[Data listing]
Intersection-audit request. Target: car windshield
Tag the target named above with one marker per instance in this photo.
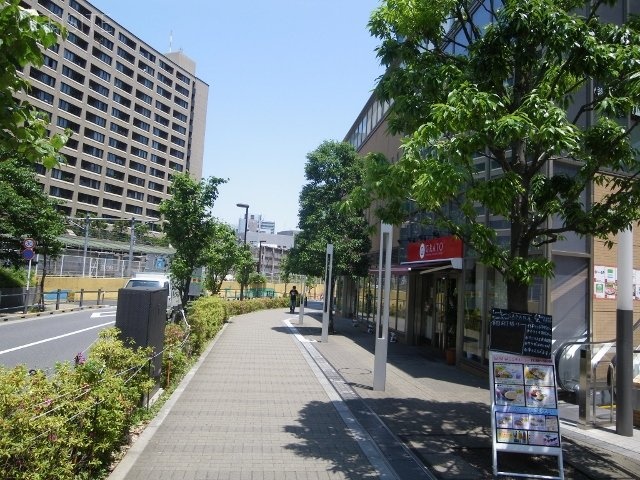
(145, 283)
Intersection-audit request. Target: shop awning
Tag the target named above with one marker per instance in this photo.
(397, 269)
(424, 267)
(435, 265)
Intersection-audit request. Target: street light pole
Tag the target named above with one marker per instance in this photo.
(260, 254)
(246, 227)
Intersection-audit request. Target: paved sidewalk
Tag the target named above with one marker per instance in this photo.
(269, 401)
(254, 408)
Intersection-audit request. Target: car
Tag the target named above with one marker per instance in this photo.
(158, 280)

==

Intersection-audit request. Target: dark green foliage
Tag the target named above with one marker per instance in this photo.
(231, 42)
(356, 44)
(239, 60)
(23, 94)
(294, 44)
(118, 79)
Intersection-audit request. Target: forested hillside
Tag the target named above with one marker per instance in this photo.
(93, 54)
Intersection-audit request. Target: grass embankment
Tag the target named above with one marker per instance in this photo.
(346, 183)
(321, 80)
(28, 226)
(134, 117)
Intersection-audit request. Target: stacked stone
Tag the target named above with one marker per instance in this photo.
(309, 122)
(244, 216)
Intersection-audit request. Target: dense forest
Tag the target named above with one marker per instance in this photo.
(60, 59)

---

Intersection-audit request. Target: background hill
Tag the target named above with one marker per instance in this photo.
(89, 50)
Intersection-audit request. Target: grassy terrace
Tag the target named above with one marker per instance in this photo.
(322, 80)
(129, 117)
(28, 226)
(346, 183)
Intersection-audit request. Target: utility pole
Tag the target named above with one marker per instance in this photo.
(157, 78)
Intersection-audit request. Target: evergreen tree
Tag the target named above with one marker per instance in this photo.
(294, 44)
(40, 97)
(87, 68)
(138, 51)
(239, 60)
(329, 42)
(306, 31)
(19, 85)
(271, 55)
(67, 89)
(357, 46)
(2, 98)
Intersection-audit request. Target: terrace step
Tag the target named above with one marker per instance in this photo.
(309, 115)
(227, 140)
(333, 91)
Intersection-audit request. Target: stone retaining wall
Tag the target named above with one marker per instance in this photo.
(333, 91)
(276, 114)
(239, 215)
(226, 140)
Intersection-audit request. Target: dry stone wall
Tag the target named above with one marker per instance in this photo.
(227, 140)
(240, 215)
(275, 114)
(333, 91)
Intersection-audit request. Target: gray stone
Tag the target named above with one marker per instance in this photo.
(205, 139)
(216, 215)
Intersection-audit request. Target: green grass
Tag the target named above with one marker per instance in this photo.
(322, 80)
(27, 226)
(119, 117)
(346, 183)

— Short exercise —
Count the lines in the data listing above that contain the word "pole", matching case exactly, and reply with the number alone.

— Correct answer —
2